Request - Write out the whole listing word for word.

◆ ◆ ◆ ◆ ◆ ◆ ◆

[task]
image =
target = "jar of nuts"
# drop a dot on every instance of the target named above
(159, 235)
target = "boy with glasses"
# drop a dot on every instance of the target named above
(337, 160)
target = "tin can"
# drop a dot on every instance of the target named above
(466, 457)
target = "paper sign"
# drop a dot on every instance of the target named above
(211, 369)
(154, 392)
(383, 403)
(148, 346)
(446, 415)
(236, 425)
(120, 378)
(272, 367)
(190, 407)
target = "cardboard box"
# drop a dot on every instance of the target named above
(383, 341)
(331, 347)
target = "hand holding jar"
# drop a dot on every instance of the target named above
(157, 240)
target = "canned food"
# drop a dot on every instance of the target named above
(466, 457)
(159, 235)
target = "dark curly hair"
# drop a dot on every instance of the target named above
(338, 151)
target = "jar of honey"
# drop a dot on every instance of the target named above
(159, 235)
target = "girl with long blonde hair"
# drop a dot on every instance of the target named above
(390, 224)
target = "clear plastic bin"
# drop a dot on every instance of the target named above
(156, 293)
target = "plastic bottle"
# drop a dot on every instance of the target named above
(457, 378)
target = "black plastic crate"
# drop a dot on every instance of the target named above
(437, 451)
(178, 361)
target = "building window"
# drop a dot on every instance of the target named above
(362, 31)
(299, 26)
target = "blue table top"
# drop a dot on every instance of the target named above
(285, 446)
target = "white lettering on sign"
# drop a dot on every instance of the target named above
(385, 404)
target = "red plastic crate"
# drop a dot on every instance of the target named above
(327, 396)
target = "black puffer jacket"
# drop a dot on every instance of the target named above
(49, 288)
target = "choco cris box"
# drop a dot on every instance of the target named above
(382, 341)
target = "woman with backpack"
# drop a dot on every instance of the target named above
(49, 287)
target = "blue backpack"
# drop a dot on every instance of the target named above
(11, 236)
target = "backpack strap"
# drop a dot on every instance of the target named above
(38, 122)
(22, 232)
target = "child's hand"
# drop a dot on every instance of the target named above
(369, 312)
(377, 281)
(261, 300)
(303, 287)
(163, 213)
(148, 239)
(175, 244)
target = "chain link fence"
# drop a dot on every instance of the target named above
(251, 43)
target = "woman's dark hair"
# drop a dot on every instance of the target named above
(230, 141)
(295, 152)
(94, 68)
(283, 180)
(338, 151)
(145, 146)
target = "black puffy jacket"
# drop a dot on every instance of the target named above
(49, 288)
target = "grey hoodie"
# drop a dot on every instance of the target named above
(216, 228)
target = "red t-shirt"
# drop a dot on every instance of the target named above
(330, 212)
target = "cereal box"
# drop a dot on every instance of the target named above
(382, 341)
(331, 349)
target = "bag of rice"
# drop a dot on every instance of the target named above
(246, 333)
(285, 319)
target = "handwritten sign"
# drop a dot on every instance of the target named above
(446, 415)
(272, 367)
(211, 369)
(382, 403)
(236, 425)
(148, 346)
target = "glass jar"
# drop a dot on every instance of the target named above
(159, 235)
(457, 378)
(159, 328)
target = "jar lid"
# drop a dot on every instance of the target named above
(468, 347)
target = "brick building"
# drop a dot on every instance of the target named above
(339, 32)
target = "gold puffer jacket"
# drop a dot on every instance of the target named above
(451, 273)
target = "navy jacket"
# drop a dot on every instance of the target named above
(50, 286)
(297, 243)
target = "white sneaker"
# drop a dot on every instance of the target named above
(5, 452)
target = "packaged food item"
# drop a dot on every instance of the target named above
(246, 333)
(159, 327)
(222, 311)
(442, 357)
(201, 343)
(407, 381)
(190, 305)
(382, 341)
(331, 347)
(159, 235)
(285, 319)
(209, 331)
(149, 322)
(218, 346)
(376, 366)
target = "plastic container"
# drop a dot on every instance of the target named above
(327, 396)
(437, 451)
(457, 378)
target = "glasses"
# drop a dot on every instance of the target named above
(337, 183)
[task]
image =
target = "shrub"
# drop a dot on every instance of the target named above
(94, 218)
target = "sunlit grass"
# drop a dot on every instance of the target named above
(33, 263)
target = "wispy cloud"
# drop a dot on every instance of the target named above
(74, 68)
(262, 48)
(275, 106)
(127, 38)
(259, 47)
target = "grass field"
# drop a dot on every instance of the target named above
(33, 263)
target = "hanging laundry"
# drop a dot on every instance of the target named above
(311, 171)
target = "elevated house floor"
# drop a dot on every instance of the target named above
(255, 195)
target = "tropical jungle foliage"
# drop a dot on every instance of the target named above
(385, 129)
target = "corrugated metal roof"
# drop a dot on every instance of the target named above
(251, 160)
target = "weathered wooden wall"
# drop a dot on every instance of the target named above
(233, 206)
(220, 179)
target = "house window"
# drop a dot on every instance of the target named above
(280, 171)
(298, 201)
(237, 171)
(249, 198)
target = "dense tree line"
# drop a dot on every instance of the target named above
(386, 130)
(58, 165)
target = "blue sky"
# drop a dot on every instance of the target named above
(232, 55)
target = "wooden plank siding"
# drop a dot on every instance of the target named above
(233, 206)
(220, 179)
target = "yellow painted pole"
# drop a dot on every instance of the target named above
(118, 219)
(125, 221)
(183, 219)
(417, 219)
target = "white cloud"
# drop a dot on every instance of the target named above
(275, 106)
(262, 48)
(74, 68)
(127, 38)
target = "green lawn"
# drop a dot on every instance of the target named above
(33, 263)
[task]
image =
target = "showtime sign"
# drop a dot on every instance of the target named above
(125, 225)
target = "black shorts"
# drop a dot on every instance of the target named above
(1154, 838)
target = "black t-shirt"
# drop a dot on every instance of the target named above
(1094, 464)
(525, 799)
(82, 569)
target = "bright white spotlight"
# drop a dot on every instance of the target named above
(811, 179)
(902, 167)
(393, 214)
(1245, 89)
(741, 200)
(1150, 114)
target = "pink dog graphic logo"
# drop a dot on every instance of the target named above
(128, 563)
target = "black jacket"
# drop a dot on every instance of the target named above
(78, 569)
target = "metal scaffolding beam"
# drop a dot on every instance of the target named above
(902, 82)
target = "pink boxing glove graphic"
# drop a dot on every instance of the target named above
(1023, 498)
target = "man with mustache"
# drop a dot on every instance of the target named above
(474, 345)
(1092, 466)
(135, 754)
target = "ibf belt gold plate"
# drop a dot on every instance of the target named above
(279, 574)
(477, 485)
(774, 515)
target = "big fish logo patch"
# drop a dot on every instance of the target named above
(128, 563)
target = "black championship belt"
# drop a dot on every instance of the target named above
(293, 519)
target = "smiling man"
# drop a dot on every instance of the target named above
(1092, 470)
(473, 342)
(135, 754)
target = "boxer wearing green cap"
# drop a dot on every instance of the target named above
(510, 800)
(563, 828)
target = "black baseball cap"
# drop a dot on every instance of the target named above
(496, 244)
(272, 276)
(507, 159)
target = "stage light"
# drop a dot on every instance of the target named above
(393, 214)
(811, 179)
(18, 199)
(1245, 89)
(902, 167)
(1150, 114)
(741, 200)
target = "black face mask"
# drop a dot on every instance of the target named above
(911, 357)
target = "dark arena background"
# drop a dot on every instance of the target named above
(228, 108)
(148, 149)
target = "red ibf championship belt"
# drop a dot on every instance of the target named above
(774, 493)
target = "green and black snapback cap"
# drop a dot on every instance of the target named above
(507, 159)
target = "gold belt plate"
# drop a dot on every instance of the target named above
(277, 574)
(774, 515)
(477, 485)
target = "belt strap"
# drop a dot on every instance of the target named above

◆ ◆ ◆ ◆ ◆ ◆ ◆

Full output -
[task]
image =
target = "jar of nuts"
# drop a dot on every instance of the target named above
(159, 235)
target = "boy with glasses"
# drop a dot on every instance of the target named above
(337, 160)
target = "tin can"
# drop a dot on every instance of the target named above
(466, 457)
target = "paper sign"
# drop a dot on every instance of the target named above
(211, 369)
(154, 392)
(383, 403)
(148, 346)
(446, 415)
(236, 425)
(120, 378)
(272, 367)
(190, 407)
target = "cardboard box"
# drop a dot on every instance of the target named above
(383, 341)
(331, 347)
target = "hand holding jar"
# drop a dot on every instance of the target named above
(157, 240)
target = "canned food"
# drop a dot on every instance of the target named above
(466, 457)
(159, 235)
target = "dark curly hair"
# drop a dot on every instance of the target named above
(338, 151)
target = "jar of honey"
# drop a dot on every instance of the target named above
(159, 235)
target = "girl with long blonde hair"
# drop a dot on every instance of the target named above
(390, 224)
target = "clear plastic bin"
# drop a dot on every instance of the target named above
(156, 293)
target = "plastic bottle"
# drop a dot on every instance of the target named above
(457, 378)
target = "black plastic crate"
# drop a dot on every instance of the target named above
(437, 451)
(178, 361)
target = "building window"
# drop a dot on every instance of the target named above
(362, 31)
(299, 26)
target = "blue table top"
# drop a dot on every instance of the target named above
(285, 446)
target = "white lettering on sign"
# drop a dot on every instance of the target named above
(385, 404)
target = "red plastic crate"
# drop a dot on every instance of the target named above
(327, 396)
target = "black puffer jacket"
# drop a dot on every instance of the target named above
(49, 288)
target = "choco cris box"
# drop a dot on every instance of the target named above
(382, 341)
target = "woman with backpack"
# drop a dot on every instance of the target named above
(49, 287)
target = "blue backpack"
# drop a dot on every instance of the target named above
(11, 236)
target = "backpack strap"
# drop a dot on every instance of the target named above
(38, 122)
(22, 232)
target = "child's hand"
# drop a dot on every instance of the target named above
(369, 312)
(377, 281)
(261, 300)
(303, 287)
(163, 213)
(148, 239)
(175, 244)
target = "chain link fence"
# drop a dot on every instance of the target named above
(251, 43)
target = "woman's dark hair"
# drop a dot on every instance of the target named above
(230, 141)
(295, 152)
(94, 68)
(283, 180)
(338, 151)
(145, 146)
target = "black puffy jacket"
# drop a dot on every instance of the target named above
(49, 288)
target = "grey hoodie"
# drop a dot on every instance of the target named above
(216, 228)
target = "red t-shirt"
# drop a dot on every instance of the target named above
(330, 212)
target = "cereal box"
# drop a dot on every instance of the target named above
(382, 341)
(331, 349)
target = "bag of rice"
# drop a dot on every instance of the target named above
(246, 333)
(285, 319)
target = "handwritten sign"
# drop a dot on every instance of the target named above
(446, 415)
(272, 367)
(211, 369)
(382, 403)
(236, 425)
(148, 346)
target = "glass jar"
# drop a dot on every instance of the target named above
(159, 235)
(457, 378)
(159, 328)
target = "jar lid"
# drop a dot on every instance of the target named above
(468, 347)
target = "brick building"
# drop a dot on every instance of the target named above
(339, 32)
target = "gold puffer jacket"
# drop a dot on every instance of the target named above
(451, 273)
target = "navy jacket"
# drop a dot on every instance of the target named above
(50, 286)
(297, 243)
target = "white sneaker"
# drop a dot on every instance of the target named above
(5, 452)
target = "packaged food item"
# drop a dot on every instance of the target named above
(246, 333)
(159, 327)
(222, 311)
(442, 357)
(201, 343)
(407, 381)
(190, 305)
(382, 341)
(331, 347)
(159, 235)
(285, 319)
(209, 331)
(149, 322)
(218, 346)
(376, 366)
target = "plastic container"
# drop a dot on every instance of the target named above
(327, 396)
(437, 451)
(457, 378)
target = "glasses"
# drop a dot on every instance of the target named above
(337, 183)
[task]
image =
target = "shrub"
# drop a dot on every instance of the target named above
(94, 218)
target = "sunlit grass"
# drop a dot on every instance of the target named above
(33, 263)
target = "wispy cloud"
# drop a dot on every instance of the target named above
(74, 68)
(262, 48)
(275, 106)
(127, 38)
(259, 47)
target = "grass field"
# drop a dot on every instance of the target named above
(33, 263)
target = "hanging laundry"
# drop a dot on every instance of the target named above
(311, 171)
target = "elevated house floor"
# drop a dot on every instance of the target named above
(255, 195)
target = "tropical jungle foliage"
# drop a dot on every instance of the target named above
(385, 129)
target = "corrugated metal roof"
# drop a dot on every instance of the target named above
(251, 160)
target = "weathered wooden wall"
# drop a dot on every instance of the target named above
(233, 206)
(220, 179)
target = "house window"
# drop a dot on every instance of the target named above
(280, 171)
(298, 201)
(237, 171)
(249, 198)
target = "dense tree line"
# drop a dot on every instance of the target named above
(386, 130)
(58, 165)
target = "blue sky"
# drop a dot on every instance of the target named above
(232, 55)
target = "wooden plank siding"
# drop a dot on every instance of the target named above
(233, 206)
(220, 179)
target = "yellow painted pole"
# drop a dot on every instance of the target named above
(118, 219)
(125, 221)
(183, 219)
(417, 219)
target = "white cloud"
# drop a dot on every instance of the target named above
(275, 106)
(262, 48)
(74, 68)
(127, 38)
target = "green lawn"
# drop a dot on every instance of the target named above
(33, 263)
[task]
image =
target = "showtime sign"
# drop a dot on every instance of the target named above
(125, 225)
target = "black shorts"
# drop a dot on every instance of the target named above
(1154, 838)
target = "black t-shirt"
# drop a dot on every instance of the target named above
(1094, 464)
(525, 799)
(82, 569)
target = "bright white spotlight"
# drop a dot on every instance of the target named above
(811, 179)
(902, 167)
(393, 214)
(1245, 89)
(741, 200)
(1150, 114)
target = "pink dog graphic logo"
# drop a dot on every instance of the target named above
(128, 563)
target = "black jacket"
# drop a dot on every instance of the target named above
(78, 569)
target = "metal scaffolding beam"
# drop a dot on every instance of the target named above
(902, 82)
target = "pink boxing glove graphic"
# drop a dot on every instance of the target named above
(1023, 498)
target = "man with mustache"
# drop a dot on every instance of the target named above
(474, 345)
(1092, 466)
(135, 754)
target = "ibf belt gold plate"
# drop a dot on every instance of the target named above
(279, 574)
(477, 485)
(774, 515)
target = "big fish logo patch"
# drop a dot on every instance of the target named above
(128, 563)
target = "black championship belt"
# drop a dot on every instance of the target named above
(293, 519)
target = "smiling man"
# drop a dot on every instance of the target named above
(1092, 470)
(473, 342)
(135, 754)
target = "boxer wearing green cap"
# drop a dot on every instance of the target named above
(510, 800)
(563, 828)
target = "black baseball cap"
# drop a dot on every instance of the target named above
(496, 244)
(272, 276)
(507, 159)
target = "stage light"
# drop a dot on every instance of the target named above
(393, 214)
(811, 179)
(18, 199)
(1245, 89)
(902, 167)
(1150, 114)
(741, 200)
target = "black face mask"
# drop a dot on every instance of the target named above
(911, 357)
target = "dark arena background"
# drop a dot on every instance of the target named above
(228, 108)
(148, 149)
target = "red ibf championship belt"
# drop a dot on every instance of the target named above
(774, 493)
target = "green and black snapback cap"
# drop a dot on every instance of the target named above
(507, 159)
target = "gold belt plate"
# drop a dot on every instance of the target named above
(277, 574)
(774, 515)
(477, 485)
target = "belt strap"
# drop a dot on every instance of the target named above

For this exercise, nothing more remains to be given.